● **Article**:
■ ■ ■

Three New Slant Reviews

Three new reviews at Slant this week, none of which are going to put me in the running for a Pulitzer but all of which I feel, at least, moderately pleased with.

1) Une Femme Mariée (Jean-Luc Godard) DVD Review

"If Breathless was a cheap comic book of sorts, composed of hard angles with images stepping all over one another's toes in a frenzied rush for superiority, Femme Mariée is a sleek catalog: smooth but opaque, with every edge snugly rounded and beveled, and the price of every object tastefully included as a caption. You could read it, but you'd get more pleasure from absent-mindedly perusing, wetting your lips at the thought of applying Charlotte's romance games to your own love life, and lingering on oddly familiar images that seem plucked from your brain's wardrobe of kinesthetic reveries."

2) Betty Blue: The Director's Cut (Jean-Jacques Beineix)

"Two decades later, the aesthetic divide between Jean-Jacques Beineix's extroverted-noir debut Diva and his bloated, lusty third film Betty Blue seems much less gaping, particularly for viewers intrepid enough to regard his sophomore effort, the faux-pulp kaleidoscope Moon in the Gutter, as a homely missing link. Diva is genre-obsessed, an unwieldy meditation on dystopian thriller tropes and clichés that distracts us from its overwritten plot with shorn scalps and sexy jump cuts; Betty Blue is character-obsessed, an unwieldy meditation on the self-destructing nature of domestic relationships that distracts us from its lack of amorous insight with nipples, dicks, and the occasional fork stabbing."

3) Youssou N'Dour: I Bring What I Love (Elizabeth Chai Vasarhelyi)

"One may marvel at the tragically apt synchronicity achieved in releasing Youssou N'Dour: I Bring What I Love roughly one week after President Obama's Koran recitation before a Palestinian audience in Cairo—though the connection between the two events is not immediately limpid. For those unaware: N'Dour is a Senegalese "Sufi-star," quite removed (at least geographically) from the Muslim maelstrom of the Middle East, and best known to the U.S. for warbling in Wolof atop the ending vamp of Peter Gabriel's "In Your Eyes." Furthermore, his music's universally applauded blend of socio-political frustration and preservation (he sings in the all-but-extinct griot style, an African tradition of melodic announcement inherited from his grandmother) seems at a cursory glance rather fecund fodder for a Western-bound documentary; certainly director Elizabeth Chai Vasarhelyi captures something of the resilient passion of world music by recounting N'Dour's ascent from the slum-clubs of Senegal to the multi-track, Daniel Lanois studios of Afro-European pop."

■ ■ ■

● **Records**:
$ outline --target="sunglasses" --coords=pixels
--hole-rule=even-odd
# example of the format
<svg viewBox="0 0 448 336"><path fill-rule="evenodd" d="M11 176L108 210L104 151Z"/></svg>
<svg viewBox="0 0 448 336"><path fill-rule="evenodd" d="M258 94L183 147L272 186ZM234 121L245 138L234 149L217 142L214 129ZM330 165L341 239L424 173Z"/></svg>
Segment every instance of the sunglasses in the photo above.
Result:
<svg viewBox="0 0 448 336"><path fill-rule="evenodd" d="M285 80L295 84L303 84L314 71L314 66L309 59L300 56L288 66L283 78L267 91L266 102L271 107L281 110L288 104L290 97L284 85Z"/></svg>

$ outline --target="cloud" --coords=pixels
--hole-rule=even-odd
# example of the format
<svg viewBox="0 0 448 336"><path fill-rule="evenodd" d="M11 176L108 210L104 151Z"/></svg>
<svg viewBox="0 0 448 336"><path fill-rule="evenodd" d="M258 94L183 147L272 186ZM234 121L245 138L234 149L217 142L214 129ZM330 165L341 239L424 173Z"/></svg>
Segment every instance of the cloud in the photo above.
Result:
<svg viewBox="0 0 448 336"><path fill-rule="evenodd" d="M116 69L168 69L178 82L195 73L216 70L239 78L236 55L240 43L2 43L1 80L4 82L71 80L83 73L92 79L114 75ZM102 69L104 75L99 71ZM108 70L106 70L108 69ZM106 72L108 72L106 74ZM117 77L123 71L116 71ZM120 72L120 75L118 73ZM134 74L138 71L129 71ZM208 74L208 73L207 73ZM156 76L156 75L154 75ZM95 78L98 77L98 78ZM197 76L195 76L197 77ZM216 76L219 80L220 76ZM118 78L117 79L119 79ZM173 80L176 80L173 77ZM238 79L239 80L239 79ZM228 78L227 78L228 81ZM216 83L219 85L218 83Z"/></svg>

■ ■ ■

● **Goals**:
• 1. Answer these questions about the post:
(a) Who directed Une Femme Mariée?
(b) Which film is named as Jean-Jacques Beineix's debut?
(c) In what language does N'Dour sing atop the ending vamp of Peter Gabriel's "In Your Eyes"?
• 2. Retype the part of the post between "1) Une Femme" and "Cut (Jean-Jacques Beineix)", inclusive.

● **Full solutions**:
• 1.
(a) Jean-Luc Godard
(b) Diva
(c) Wolof

• 2.
1) Une Femme Mariée (Jean-Luc Godard) DVD Review

"If Breathless was a cheap comic book of sorts, composed of hard angles with images stepping all over one another's toes in a frenzied rush for superiority, Femme Mariée is a sleek catalog: smooth but opaque, with every edge snugly rounded and beveled, and the price of every object tastefully included as a caption. You could read it, but you'd get more pleasure from absent-mindedly perusing, wetting your lips at the thought of applying Charlotte's romance games to your own love life, and lingering on oddly familiar images that seem plucked from your brain's wardrobe of kinesthetic reveries."

2) Betty Blue: The Director's Cut (Jean-Jacques Beineix)